::: DATA ROWS :::

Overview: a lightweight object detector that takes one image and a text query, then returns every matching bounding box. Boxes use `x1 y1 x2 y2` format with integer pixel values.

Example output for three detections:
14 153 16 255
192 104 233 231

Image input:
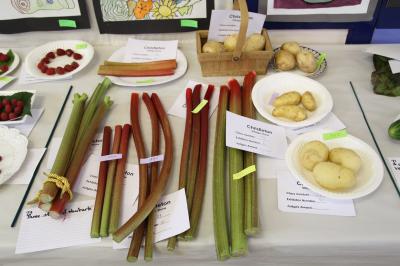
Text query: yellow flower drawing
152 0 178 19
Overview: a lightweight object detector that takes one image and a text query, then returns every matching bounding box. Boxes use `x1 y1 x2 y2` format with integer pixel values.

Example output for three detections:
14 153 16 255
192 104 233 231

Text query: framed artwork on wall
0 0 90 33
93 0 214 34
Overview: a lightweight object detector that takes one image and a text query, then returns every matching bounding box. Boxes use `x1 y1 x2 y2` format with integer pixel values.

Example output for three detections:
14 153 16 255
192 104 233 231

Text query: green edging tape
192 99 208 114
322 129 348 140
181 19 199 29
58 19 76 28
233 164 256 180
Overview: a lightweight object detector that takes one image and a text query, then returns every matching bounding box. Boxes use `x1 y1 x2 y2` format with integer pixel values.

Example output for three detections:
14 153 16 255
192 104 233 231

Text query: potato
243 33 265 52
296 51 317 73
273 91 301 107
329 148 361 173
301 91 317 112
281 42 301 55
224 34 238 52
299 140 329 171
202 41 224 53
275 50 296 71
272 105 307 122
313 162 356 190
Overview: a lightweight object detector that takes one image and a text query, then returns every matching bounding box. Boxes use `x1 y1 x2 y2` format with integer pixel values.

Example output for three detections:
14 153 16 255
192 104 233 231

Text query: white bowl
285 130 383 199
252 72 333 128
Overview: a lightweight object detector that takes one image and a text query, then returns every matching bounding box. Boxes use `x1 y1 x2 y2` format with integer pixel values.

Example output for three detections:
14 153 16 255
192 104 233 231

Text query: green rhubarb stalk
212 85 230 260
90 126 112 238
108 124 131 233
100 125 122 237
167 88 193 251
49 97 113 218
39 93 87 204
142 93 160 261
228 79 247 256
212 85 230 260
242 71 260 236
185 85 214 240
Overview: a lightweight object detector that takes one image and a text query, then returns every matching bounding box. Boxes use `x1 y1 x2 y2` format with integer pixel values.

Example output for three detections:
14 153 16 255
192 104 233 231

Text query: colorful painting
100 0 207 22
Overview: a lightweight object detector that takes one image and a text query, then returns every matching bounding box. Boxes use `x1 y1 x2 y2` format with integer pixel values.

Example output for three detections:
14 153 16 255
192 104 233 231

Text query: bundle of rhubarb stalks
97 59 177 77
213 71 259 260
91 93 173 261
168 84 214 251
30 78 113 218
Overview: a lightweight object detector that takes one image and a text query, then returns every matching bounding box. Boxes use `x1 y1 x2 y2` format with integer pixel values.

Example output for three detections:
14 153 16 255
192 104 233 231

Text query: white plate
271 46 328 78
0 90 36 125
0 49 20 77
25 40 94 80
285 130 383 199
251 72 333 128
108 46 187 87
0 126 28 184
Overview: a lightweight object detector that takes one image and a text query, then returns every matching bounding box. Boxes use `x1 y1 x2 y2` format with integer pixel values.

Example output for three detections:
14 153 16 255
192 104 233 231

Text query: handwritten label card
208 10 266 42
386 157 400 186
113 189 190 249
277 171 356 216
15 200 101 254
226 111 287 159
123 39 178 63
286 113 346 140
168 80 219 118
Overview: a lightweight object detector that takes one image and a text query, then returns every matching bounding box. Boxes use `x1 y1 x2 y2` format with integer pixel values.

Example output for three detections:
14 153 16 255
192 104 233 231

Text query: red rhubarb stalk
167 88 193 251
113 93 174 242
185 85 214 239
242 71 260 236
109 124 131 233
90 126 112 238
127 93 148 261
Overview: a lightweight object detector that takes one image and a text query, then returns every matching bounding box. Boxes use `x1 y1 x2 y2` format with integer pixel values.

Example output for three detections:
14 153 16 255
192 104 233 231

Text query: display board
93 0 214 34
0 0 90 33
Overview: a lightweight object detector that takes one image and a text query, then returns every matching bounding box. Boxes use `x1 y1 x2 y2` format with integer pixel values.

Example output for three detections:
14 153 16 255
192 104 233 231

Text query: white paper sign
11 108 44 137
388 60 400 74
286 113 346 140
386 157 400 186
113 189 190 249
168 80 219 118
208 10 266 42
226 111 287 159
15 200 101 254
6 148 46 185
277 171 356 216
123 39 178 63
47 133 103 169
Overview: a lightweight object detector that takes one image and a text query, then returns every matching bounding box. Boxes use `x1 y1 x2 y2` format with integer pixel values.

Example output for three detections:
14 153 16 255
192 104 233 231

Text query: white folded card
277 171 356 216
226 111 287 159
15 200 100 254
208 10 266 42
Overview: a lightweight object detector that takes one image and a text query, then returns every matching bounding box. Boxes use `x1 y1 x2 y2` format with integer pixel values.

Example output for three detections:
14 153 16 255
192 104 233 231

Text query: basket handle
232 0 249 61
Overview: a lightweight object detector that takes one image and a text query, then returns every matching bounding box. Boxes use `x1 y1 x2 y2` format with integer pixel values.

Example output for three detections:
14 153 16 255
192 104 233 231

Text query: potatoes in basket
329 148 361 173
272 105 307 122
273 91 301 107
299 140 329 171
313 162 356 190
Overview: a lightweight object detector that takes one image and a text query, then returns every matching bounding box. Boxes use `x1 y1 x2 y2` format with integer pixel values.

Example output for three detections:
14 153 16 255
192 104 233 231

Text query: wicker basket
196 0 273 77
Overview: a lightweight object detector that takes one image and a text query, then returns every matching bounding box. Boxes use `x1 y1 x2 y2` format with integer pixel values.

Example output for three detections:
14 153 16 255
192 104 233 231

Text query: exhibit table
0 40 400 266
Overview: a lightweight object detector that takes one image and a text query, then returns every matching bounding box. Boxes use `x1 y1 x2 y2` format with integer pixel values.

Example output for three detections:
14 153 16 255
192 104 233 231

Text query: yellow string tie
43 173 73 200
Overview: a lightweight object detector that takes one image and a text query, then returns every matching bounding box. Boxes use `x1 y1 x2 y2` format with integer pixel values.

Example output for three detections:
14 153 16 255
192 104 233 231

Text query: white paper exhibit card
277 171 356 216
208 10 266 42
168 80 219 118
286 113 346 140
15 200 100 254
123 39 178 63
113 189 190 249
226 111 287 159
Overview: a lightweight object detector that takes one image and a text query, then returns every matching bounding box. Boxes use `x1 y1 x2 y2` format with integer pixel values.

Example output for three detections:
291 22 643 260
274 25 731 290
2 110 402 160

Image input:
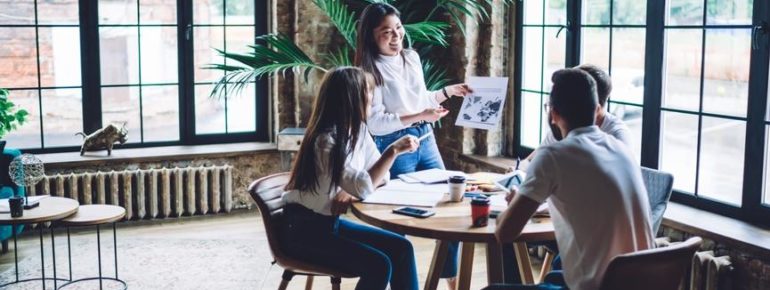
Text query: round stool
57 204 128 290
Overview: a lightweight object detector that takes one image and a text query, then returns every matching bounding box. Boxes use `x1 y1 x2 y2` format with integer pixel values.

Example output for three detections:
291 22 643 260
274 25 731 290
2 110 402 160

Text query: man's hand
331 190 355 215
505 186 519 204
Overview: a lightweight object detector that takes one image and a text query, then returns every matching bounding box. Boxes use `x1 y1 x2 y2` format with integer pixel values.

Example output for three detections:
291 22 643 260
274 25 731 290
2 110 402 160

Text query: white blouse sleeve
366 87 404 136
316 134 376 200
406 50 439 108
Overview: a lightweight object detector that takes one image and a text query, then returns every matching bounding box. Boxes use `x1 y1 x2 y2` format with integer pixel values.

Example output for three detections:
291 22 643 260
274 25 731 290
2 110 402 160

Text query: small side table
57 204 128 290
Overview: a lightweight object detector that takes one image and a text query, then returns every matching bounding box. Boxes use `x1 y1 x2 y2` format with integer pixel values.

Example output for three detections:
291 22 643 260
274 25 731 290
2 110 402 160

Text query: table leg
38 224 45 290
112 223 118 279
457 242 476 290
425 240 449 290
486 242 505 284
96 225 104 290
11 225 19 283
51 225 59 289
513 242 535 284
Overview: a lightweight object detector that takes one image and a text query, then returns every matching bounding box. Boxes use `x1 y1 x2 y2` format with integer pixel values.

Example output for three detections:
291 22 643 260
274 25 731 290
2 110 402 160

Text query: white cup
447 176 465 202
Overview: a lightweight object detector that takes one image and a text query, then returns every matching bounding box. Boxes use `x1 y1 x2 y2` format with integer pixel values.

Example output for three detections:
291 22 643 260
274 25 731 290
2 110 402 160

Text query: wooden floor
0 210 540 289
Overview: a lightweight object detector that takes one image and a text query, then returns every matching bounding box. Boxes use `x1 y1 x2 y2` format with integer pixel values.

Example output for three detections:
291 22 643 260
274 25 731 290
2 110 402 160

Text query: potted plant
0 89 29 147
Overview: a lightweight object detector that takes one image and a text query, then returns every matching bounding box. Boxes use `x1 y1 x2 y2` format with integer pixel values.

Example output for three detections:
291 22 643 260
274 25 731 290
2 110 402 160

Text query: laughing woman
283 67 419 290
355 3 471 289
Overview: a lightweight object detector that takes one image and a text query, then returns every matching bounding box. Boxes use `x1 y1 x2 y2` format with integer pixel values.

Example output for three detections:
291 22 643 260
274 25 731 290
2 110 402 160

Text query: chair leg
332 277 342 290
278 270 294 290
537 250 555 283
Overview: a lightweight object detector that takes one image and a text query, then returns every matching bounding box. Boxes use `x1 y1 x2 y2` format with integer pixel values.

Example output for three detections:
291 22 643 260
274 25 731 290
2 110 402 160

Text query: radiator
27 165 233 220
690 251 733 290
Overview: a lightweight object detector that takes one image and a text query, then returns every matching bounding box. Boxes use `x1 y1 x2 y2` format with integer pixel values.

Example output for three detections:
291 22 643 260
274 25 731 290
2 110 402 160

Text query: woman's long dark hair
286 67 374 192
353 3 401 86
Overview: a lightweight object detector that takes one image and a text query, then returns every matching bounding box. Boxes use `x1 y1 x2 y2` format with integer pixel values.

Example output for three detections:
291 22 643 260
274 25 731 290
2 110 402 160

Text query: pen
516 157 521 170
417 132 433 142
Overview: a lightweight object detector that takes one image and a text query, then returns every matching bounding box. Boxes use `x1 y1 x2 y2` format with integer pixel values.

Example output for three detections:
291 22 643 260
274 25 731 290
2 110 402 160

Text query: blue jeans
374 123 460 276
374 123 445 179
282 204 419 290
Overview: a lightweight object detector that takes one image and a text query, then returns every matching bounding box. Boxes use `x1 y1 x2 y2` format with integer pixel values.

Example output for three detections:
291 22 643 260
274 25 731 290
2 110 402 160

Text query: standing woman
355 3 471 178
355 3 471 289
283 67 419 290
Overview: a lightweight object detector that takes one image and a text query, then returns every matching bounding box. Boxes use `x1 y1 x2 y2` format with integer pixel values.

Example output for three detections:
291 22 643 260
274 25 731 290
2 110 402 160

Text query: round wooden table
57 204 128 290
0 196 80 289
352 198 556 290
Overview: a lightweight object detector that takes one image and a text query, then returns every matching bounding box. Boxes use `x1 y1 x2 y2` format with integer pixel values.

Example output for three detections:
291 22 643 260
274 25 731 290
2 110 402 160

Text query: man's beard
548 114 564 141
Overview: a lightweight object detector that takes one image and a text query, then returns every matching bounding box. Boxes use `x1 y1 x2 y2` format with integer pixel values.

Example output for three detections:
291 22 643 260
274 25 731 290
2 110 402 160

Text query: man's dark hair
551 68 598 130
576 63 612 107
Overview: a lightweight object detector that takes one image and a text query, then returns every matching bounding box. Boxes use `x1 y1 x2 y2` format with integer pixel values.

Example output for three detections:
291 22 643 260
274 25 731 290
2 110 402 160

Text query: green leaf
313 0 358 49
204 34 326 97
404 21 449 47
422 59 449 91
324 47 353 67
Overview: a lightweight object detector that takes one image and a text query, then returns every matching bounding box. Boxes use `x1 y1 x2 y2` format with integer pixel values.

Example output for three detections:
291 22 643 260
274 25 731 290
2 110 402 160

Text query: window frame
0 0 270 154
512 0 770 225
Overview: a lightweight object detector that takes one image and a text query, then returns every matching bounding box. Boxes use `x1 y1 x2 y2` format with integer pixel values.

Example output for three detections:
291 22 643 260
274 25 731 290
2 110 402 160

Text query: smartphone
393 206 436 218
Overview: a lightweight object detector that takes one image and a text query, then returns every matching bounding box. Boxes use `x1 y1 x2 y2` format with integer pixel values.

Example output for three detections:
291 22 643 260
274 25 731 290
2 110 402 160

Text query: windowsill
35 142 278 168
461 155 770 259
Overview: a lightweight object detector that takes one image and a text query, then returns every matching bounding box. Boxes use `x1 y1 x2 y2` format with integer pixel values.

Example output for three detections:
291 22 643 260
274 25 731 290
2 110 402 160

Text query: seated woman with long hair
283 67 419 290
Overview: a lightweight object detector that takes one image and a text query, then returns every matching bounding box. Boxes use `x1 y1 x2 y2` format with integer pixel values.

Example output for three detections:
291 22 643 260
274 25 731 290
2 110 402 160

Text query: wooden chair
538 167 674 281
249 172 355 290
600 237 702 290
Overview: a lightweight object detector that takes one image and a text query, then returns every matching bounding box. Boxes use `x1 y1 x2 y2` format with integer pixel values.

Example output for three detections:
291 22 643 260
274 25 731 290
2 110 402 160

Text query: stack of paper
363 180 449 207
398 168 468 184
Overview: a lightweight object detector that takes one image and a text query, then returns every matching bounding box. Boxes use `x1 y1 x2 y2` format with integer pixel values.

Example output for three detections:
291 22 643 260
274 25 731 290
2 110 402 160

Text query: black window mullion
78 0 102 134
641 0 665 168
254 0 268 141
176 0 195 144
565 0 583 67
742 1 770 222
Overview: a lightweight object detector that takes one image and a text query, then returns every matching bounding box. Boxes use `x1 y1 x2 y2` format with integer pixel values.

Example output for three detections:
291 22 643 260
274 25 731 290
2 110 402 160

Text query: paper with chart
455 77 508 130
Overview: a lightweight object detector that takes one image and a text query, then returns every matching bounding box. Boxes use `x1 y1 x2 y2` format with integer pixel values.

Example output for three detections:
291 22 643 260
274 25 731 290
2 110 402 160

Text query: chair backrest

:::

CHALLENGE: Rewrite the lines from the beginning through the line containing "Text query: yellow flower drawing", putting "locator" in place of "detector" and changing nothing else. Leave the pictures out of your answer.

WRITTEN ANSWER:
Overview: a lightweight object locator that takes one image and a text query, then returns every matching bounding box. Boxes use `x1 y1 x2 y2` format with integer pixel values.

Example output for three detections:
14 153 16 255
192 104 233 231

Image input:
Text query: yellow flower drawing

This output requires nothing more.